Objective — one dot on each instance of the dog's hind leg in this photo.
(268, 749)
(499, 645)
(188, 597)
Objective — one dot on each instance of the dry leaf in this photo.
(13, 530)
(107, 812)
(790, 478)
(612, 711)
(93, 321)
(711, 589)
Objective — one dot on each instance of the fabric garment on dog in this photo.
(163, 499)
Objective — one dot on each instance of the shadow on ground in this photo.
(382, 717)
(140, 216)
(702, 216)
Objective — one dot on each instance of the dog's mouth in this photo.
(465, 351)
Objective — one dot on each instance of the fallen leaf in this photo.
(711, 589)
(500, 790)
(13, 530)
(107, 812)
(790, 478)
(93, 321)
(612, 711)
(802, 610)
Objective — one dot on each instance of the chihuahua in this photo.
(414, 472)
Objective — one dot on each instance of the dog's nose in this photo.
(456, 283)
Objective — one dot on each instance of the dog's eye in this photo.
+++++
- [Task directions]: Write out exactly the lines from the line holding "Objective — one dot on each instance of the dog's mouth" through the last line of the data, and nothing besides those lines.

- [Expected output]:
Objective — one dot on each instance of the dog's mouth in this photo.
(465, 351)
Objective — one dot on each instance of the fallen leaf in this photo.
(711, 589)
(500, 790)
(13, 530)
(107, 812)
(790, 478)
(93, 321)
(612, 711)
(802, 610)
Objective — one dot on each instance of the chihuahua in this photo.
(414, 472)
Objective — one dot on each instance of the dog's nose in this photo.
(456, 283)
Objective — one dot on each instance of the dog's eye in this photo.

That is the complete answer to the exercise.